Exercise directions:
Pick up the Form 10-K cover page for the Household private label credit card trust where it stops, and write what comes next.

Given passage:
:::

SECURITIES AND EXCHANGE COMMISSION
Washington, D.C. 20549
FORM 10-K
(Mark One)
[X] ANNUAL REPORT PURSUANT TO SECTION 13 OR 15(d) OF THE
SECURITIES EXCHANGE ACT OF 1934
For the fiscal year ended December 31, 1998
OR
[ ] TRANSITION REPORT PURSUANT TO SECTION 13 OR 15(d) OF THE
SECURITIES EXCHANGE ACT OF 1934
For the transition period from ______ to _______
Commission File Nos. 0-36050
HOUSEHOLD PRIVATE LABEL CREDIT CARD MASTER TRUST II
(Exact name of Registrant as specified in Department
of the Treasury, Internal Revenue Service Form SS-4)
HOUSEHOLD FINANCE CORPORATION
(Servicer of the Trust)
(Exact name as specified in Servicer's charter)
DELAWARE 36-3670374
(State or other jurisdiction of (I.R.S. Employer Identification
incorporation of Servicer) Number of Registrant
2700 SANDERS ROAD, PROSPECT HEIGHTS, ILLINOIS 60070
(Address of principal executive offices of (Zip Code)
Servicer)
Servicer's telephone number, including area code (847) 564-5000
Indicate by check mark whether the Registrant (1) has filed all
reports required to be filed by Section 13 or 15(d) of the
Securities Exchange Act of 1934 during the preceding 12 months (or
for such shorter period that the Registrant was required to file
such reports), and (2) has been subject to such filing requirements
for the past 90 days.

:::

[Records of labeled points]
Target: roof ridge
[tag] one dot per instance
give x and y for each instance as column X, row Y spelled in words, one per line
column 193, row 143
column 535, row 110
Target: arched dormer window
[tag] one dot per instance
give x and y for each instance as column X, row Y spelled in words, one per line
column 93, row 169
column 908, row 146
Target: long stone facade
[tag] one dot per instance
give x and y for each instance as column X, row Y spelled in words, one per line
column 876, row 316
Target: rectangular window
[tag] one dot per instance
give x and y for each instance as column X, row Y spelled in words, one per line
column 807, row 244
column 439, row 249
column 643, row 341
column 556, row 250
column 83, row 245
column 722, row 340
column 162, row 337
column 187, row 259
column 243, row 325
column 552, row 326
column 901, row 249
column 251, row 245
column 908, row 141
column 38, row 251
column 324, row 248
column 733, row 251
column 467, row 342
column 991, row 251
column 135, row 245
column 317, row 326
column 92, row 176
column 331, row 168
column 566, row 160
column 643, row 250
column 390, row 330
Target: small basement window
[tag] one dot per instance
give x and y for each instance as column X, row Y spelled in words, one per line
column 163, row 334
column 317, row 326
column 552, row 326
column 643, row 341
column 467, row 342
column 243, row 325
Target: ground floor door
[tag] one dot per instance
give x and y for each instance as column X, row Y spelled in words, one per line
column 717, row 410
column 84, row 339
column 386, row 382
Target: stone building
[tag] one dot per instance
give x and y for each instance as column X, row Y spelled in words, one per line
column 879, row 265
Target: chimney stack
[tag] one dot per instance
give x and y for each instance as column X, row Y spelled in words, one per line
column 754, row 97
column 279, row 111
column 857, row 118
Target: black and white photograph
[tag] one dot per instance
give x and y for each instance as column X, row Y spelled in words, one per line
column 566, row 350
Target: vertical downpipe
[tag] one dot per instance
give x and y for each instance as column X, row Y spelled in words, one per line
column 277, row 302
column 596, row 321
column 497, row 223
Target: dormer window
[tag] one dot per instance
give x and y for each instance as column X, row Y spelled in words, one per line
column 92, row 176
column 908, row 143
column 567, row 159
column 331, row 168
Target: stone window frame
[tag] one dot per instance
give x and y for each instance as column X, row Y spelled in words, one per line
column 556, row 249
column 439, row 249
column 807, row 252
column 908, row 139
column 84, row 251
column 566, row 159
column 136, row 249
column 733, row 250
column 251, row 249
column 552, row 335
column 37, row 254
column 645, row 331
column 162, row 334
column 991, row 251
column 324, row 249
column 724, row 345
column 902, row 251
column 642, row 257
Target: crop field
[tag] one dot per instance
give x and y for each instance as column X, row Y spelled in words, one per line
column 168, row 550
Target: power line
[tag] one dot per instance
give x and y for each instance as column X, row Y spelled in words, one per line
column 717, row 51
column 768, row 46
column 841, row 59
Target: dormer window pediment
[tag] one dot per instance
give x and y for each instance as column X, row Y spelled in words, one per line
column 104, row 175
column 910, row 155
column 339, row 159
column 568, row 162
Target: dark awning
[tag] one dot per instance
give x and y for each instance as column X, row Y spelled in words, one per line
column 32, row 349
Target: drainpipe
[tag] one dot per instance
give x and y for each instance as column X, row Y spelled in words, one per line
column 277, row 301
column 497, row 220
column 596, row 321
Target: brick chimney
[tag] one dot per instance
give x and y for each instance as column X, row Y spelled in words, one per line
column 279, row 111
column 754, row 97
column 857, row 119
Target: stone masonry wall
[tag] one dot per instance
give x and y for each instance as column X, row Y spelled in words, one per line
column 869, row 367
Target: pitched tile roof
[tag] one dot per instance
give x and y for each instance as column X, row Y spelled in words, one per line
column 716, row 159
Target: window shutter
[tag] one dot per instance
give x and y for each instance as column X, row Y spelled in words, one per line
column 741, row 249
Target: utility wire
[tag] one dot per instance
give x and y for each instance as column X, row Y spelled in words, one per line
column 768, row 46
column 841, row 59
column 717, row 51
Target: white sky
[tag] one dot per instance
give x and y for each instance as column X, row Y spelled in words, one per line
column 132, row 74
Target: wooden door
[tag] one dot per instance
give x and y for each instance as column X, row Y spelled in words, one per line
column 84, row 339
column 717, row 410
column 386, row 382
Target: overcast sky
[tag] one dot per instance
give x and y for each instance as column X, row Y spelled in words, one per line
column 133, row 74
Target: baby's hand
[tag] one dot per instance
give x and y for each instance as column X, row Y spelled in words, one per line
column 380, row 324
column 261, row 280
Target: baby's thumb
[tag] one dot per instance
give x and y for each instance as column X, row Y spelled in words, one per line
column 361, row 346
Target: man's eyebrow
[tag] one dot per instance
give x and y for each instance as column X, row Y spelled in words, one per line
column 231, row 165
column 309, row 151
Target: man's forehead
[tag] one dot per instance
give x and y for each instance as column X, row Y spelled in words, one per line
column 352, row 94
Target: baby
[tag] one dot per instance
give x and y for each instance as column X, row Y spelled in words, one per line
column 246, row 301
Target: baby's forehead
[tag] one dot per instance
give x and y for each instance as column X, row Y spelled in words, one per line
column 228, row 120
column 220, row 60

:::

Final answer:
Yes X No _____
The aggregate principal amount of the Certificates held by non-
affiliates of the Servicer as of December 31, 1998 was
approximately $330 million.
<PAGE>
INTRODUCTORY NOTE
HRSI Funding, Inc. (the "Seller") is the seller under a
Pooling and Servicing Agreement (the "Agreement") dated as of
October 1, 1994, by and among the Seller, Household Finance
Corporation, as Servicer (the "Servicer") and Bank America National
Trust Company, as trustee (the "Trustee"), as amended by the Series
1994-2 Supplement to the Agreement dated as of October 1, 1994 (the
"Supplement"), providing for the issuance of certificates in
varying series (the "Certificates"), and is the originator of the
trust called the Household Private Label Credit Card Master Trust
II (the "Registrant" or the "Trust").
Each Certificate represents an undivided interest in a
specific pool of receivables held by the Trust. The Certificates
issued, or to be issued, may be senior ("Class A Certificates"),
subordinated ("Class B Certificates") and a Seller Certificate.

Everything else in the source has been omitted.